Task directions:
Below you will find a set of lines. Repeat them all exactly.
--- START OF Materials provided ---
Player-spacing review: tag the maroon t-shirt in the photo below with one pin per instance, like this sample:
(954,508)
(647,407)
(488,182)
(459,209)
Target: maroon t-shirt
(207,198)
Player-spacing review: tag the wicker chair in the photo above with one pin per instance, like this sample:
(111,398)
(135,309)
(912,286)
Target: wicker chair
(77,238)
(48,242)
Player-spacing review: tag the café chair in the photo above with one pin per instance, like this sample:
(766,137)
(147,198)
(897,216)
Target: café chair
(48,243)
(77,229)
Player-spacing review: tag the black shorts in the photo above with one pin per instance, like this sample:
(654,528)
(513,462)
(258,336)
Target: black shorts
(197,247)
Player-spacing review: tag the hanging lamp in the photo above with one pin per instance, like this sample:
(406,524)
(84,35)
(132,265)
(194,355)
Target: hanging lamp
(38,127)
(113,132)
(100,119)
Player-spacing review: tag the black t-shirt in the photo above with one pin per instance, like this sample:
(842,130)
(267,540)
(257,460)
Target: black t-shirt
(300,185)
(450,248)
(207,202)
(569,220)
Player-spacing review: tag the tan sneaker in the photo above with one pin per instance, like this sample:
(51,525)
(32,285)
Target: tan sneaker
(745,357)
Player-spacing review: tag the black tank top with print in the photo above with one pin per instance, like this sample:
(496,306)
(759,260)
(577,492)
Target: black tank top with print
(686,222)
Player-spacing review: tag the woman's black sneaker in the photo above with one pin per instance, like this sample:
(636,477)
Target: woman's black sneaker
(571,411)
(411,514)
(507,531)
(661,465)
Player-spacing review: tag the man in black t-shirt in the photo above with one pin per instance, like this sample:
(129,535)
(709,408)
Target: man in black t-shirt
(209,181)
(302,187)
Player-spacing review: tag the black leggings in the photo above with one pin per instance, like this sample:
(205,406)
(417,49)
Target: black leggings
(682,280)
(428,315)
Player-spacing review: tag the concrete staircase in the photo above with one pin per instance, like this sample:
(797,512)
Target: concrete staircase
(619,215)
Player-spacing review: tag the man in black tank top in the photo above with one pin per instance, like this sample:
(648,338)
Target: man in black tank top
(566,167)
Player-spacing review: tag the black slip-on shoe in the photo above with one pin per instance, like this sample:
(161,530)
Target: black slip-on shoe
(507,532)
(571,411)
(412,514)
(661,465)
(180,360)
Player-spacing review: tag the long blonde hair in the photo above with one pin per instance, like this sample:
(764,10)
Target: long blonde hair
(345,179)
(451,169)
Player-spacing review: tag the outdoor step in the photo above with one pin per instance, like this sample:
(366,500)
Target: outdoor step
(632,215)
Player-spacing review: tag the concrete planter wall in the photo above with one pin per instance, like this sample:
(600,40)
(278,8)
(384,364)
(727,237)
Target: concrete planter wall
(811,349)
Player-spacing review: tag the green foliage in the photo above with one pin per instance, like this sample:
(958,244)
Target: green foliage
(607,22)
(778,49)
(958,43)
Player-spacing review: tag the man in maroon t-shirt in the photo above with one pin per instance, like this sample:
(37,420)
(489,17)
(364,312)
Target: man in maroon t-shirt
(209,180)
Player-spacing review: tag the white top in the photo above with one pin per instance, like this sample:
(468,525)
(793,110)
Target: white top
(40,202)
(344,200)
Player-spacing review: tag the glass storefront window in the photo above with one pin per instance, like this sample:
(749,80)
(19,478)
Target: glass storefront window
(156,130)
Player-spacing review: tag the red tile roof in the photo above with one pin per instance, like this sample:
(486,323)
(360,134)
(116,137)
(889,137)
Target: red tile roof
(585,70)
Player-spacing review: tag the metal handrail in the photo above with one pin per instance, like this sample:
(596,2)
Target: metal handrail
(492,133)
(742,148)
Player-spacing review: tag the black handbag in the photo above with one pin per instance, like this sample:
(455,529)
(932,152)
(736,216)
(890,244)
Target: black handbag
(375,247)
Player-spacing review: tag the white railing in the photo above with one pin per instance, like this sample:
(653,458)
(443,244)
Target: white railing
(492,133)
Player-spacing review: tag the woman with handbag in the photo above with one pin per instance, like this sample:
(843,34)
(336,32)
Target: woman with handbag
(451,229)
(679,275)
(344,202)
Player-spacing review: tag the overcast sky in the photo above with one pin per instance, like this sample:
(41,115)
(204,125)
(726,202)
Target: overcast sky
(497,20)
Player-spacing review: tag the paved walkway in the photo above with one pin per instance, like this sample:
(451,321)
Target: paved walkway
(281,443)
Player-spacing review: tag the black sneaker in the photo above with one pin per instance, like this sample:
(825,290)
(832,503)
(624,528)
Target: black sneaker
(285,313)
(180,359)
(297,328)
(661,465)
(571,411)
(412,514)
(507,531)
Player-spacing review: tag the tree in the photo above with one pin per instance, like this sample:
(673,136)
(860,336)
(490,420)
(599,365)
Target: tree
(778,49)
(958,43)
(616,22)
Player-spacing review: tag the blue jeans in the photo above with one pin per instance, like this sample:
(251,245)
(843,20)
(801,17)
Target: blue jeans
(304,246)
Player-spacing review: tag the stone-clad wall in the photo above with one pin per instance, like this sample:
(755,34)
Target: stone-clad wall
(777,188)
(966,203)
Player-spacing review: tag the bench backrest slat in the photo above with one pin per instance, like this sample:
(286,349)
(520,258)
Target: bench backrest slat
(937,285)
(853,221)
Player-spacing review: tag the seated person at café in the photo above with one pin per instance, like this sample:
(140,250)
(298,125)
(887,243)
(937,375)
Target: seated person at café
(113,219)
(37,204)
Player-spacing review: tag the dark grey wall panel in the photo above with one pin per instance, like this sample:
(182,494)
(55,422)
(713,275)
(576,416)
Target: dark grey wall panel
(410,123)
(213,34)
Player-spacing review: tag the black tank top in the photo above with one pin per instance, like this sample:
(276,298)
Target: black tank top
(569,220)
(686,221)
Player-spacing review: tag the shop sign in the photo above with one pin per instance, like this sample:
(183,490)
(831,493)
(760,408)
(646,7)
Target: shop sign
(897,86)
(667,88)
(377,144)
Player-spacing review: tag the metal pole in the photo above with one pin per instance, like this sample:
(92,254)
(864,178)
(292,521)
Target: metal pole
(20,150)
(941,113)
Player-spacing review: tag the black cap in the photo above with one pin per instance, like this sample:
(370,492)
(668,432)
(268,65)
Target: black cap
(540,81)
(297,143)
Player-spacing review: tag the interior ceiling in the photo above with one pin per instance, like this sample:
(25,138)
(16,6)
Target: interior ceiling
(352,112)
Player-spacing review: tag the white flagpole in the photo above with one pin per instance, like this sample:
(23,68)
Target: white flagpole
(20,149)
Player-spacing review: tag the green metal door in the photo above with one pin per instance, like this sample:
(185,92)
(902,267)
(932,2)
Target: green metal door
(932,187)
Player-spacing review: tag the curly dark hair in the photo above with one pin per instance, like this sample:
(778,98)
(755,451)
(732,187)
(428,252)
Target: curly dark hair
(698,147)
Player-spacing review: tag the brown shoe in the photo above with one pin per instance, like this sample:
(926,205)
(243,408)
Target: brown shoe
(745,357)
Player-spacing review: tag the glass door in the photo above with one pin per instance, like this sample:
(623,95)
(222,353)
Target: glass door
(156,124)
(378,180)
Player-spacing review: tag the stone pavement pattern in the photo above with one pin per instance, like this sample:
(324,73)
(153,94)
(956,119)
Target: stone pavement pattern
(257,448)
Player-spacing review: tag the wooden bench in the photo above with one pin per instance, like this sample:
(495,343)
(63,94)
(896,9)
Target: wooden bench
--- END OF Materials provided ---
Finished answer:
Player-spacing review: tag the maroon t-shirt in the photo below with one pin per instance, like this sample:
(954,508)
(647,407)
(488,182)
(459,209)
Target: maroon t-shirt
(207,198)
Player-spacing review: tag the wicker chair in the photo above with one pin per instance, like this sample:
(111,398)
(135,309)
(912,286)
Target: wicker chair
(77,238)
(48,242)
Player-spacing review: tag the café chair in the photo above with one pin per instance, like this sample:
(766,137)
(147,198)
(897,216)
Target: café chair
(48,243)
(77,229)
Player-spacing review: tag the black shorts in the photo above with one pin per instance, like this sample:
(654,528)
(513,462)
(258,336)
Target: black shorts
(197,247)
Player-spacing review: tag the hanging lamp in the photo above with one pin per instance, like this sample:
(406,524)
(84,35)
(132,265)
(194,355)
Target: hanging lamp
(38,127)
(113,132)
(100,119)
Player-spacing review: tag the black t-shirt in the photo above with one pin per instance, like this sample:
(842,130)
(267,540)
(257,460)
Target: black t-shirt
(300,185)
(450,248)
(207,202)
(569,220)
Player-spacing review: tag the tan sneaker in the photo above with one pin per instance, like this sample:
(51,525)
(32,285)
Target: tan sneaker
(745,357)
Player-spacing review: tag the black tank top with print in the photo above with one pin per instance, like this sample:
(496,306)
(759,260)
(577,492)
Target: black tank top with print
(686,222)
Player-spacing review: tag the woman's black sneaker in the photo above with one pin per instance, like this sample:
(636,477)
Target: woman's black sneaker
(571,411)
(411,514)
(507,531)
(661,465)
Player-spacing review: tag the man in black t-shirt in the photo above with one pin per instance, like this sample:
(129,535)
(709,408)
Target: man in black t-shirt
(209,181)
(302,187)
Player-spacing review: tag the black leggings in the photo above with one pin per instance, like this sample:
(205,406)
(417,49)
Target: black leggings
(682,280)
(428,315)
Player-spacing review: tag the concrete staircase in the photo above with one pin per instance, like this sample:
(797,512)
Target: concrete staircase
(619,215)
Player-spacing review: tag the man in black tank top in the photo above with one pin per instance, like this sample:
(648,338)
Target: man in black tank top
(566,167)
Player-spacing review: tag the black slip-on shoe in the photo above with one pin per instance, like this sample:
(161,530)
Target: black slip-on shoe
(507,532)
(571,411)
(412,514)
(661,465)
(180,360)
Player-spacing review: tag the long blonde hair in the photo above with one pin per instance, like this sample:
(764,10)
Target: long blonde hair
(345,179)
(451,169)
Player-spacing review: tag the outdoor step in the photo above with one pin per instance, like this sample:
(366,500)
Target: outdoor step
(632,215)
Player-spacing review: tag the concrete planter wall in the photo above with one pin per instance, like this sample:
(600,40)
(278,8)
(384,364)
(727,237)
Target: concrete planter wall
(811,349)
Player-spacing review: tag the green foliage in the photo above with one pin per instance, like this sample:
(958,244)
Target: green foliage
(607,22)
(778,49)
(958,43)
Player-spacing review: tag the man in maroon t-shirt in the photo above with one pin per instance, like this sample:
(37,420)
(489,17)
(364,312)
Target: man in maroon t-shirt
(209,180)
Player-spacing review: tag the white top in the photo above with one pin per instance, like this sample:
(468,525)
(793,110)
Target: white top
(40,202)
(344,200)
Player-spacing review: tag the glass storefront window in the photo above with one pin per instance, like this sample:
(749,80)
(19,478)
Target: glass storefront window
(156,130)
Player-spacing review: tag the red tile roof in the photo above with one pin per instance, like this sample:
(486,323)
(360,134)
(116,137)
(889,137)
Target: red tile roof
(585,70)
Player-spacing review: tag the metal handrail in the photo above with one pin per instance, like this sample:
(596,2)
Target: metal handrail
(492,133)
(742,148)
Player-spacing review: tag the black handbag in the photo above with one pin per instance, like this sample:
(455,529)
(932,152)
(736,216)
(890,244)
Target: black handbag
(375,247)
Player-spacing review: tag the white railing in the photo above with one pin per instance, like this sample:
(653,458)
(443,244)
Target: white railing
(492,133)
Player-spacing review: tag the woman with handbag in the photo above with one pin per instance, like this sample:
(843,34)
(336,32)
Target: woman with handbag
(451,229)
(679,275)
(344,202)
Player-spacing review: tag the overcast sky in the photo above with one pin per instance, like this sample:
(41,115)
(204,125)
(726,202)
Target: overcast sky
(497,20)
Player-spacing review: tag the paved walkway in the photo above with one pin per instance, like this sample:
(451,321)
Target: paved walkway
(281,443)
Player-spacing review: tag the black sneaker in the photo above with one pin per instance, like this sample:
(825,290)
(832,503)
(624,528)
Target: black sneaker
(285,313)
(180,359)
(297,328)
(661,465)
(571,411)
(412,514)
(507,531)
Player-spacing review: tag the tree in the photo above with one pin per instance, like this sample:
(673,136)
(860,336)
(490,420)
(599,365)
Target: tree
(778,49)
(958,43)
(616,22)
Player-spacing review: tag the blue jeans in the photo above with one pin per instance, like this sample:
(251,245)
(843,20)
(801,17)
Target: blue jeans
(304,246)
Player-spacing review: tag the stone-clad wall in the photo above with one pin per instance, like this sample:
(755,34)
Target: stone-clad wall
(777,188)
(966,203)
Player-spacing review: tag the bench backrest slat in the photo above with one pin per instance, like this sample:
(286,349)
(520,258)
Target: bench backrest slat
(937,285)
(853,221)
Player-spacing review: tag the seated person at café in the photo above with one pin per instance, like this sample:
(140,250)
(298,125)
(887,243)
(937,375)
Target: seated person at café
(113,219)
(37,204)
Player-spacing review: tag the dark grey wall panel in the photo above with one pin per instance, like this sample:
(182,494)
(55,422)
(713,275)
(576,416)
Target: dark grey wall panel
(410,123)
(213,34)
Player-spacing review: tag the black tank top in the photo above with one pin per instance, like this sample:
(276,298)
Target: black tank top
(569,220)
(686,221)
Player-spacing review: tag the shop sign in the photo above with one pin per instance, like this sample:
(183,490)
(831,493)
(760,408)
(646,7)
Target: shop sign
(897,86)
(667,88)
(377,144)
Player-spacing review: tag the metal pole in the photo above with one pin per instance, like this sample:
(92,254)
(864,178)
(292,521)
Target: metal pole
(20,150)
(941,113)
Player-spacing review: tag the black cap in the photo above with one pin per instance, like this sample:
(370,492)
(668,432)
(268,65)
Target: black cap
(540,81)
(297,143)
Player-spacing review: tag the interior ceiling in the photo above with one pin per instance, like this sample:
(25,138)
(16,6)
Target: interior ceiling
(352,112)
Player-spacing review: tag the white flagpole in the photo above with one pin per instance, like this sample:
(23,68)
Target: white flagpole
(20,149)
Player-spacing review: tag the green metal door in the photo above with one pin per instance, like this sample:
(185,92)
(902,267)
(932,2)
Target: green metal door
(932,187)
Player-spacing review: tag the curly dark hair in the photo above with one pin per instance, like this sample:
(778,98)
(755,451)
(732,187)
(428,252)
Target: curly dark hair
(698,147)
Player-spacing review: tag the brown shoe in the photo above with one pin per instance, like this sample:
(926,205)
(243,408)
Target: brown shoe
(745,357)
Player-spacing review: tag the glass door in the photo above with one pin per instance, like this sample:
(623,95)
(222,353)
Target: glass door
(156,124)
(378,180)
Player-spacing review: tag the stone pavement pattern in the photo above with one pin per instance, like this sample:
(324,73)
(153,94)
(956,119)
Target: stone pavement pattern
(257,448)
Player-spacing review: tag the wooden bench in the photo above with one pin per instance, like this sample:
(495,343)
(63,94)
(896,9)
Target: wooden bench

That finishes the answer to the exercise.